Well, TPLINK input would be nice here, to know what the AP expect.

When controller scan an other channels, it can not listen the ‘operational’ channel, so we can not reply to RTS. What would be possible is reducing the listening interval on each channel to get back faster on operating channel, and avoid non-recoverable throughput degradation. Or prevent scanning while link is busy.

We can certainly do that, but I don’t think it will help in our case. I would be interested by the sniff of oneplus scanning.

Maybe you can try this patch meanwhile: loic.poulain/linux.git - [no description]

If its a question of “just make it work”, have you checked if there is openwrt for that tplink? Most tplink’s I’ve seen are supported by openwrt.

Alternatively, you may be able to install the buggy firmware into openwrt and debug from that side.

After applying this patch, we see the T-put issue not reproduce fast, But once the T-put gets down never get it recovered. See error, after applying the patch.

▶ _Data extract_
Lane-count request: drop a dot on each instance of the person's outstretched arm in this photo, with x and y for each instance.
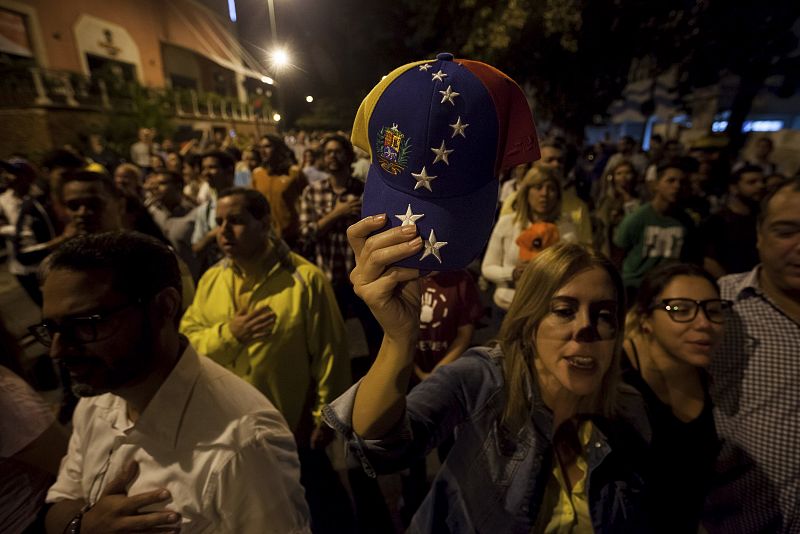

▶ _Requirements_
- a) List every fix or workaround for the throughput problem proposed in the Wi-Fi throughput thread.
- b) Write the next few sentences of the Wi-Fi throughput thread, starting after its last sentence.

▶ _Set of answers_
- a)
- Reduce the listening interval on each channel so the controller returns to the operating channel faster.
- Prevent scanning while the link is busy.
- Try the patch from loic.poulain/linux.git.
- Check whether OpenWrt is available for the TP-Link.
- Install the buggy firmware into OpenWrt and debug from that side.

- b)
root@linaro-developer:~# [ 77.994720] wcn36xx: ERROR hal_init_scan response failed err=29
[ 78.048663] wcn36xx: ERROR hal_init_scan response failed err=29

I treid to upgrade the openwrt firmware on AP. Not getting updated. Follow the steps.
https://git.openwrt.org/?p=openwrt/openwrt.git;a=commit;h=bf39d5594b3c8f9409e6d9408a1f370c9f18d0dd

I’m using an archer c7 both here at the office, as well as at home. Easy stuff, just go into the firmware update in their web UI and select the “factory” file. It should do the rest. You might need to rename the file however. If I recall correctly, it might be too long or have characters that make it choke. It does work though.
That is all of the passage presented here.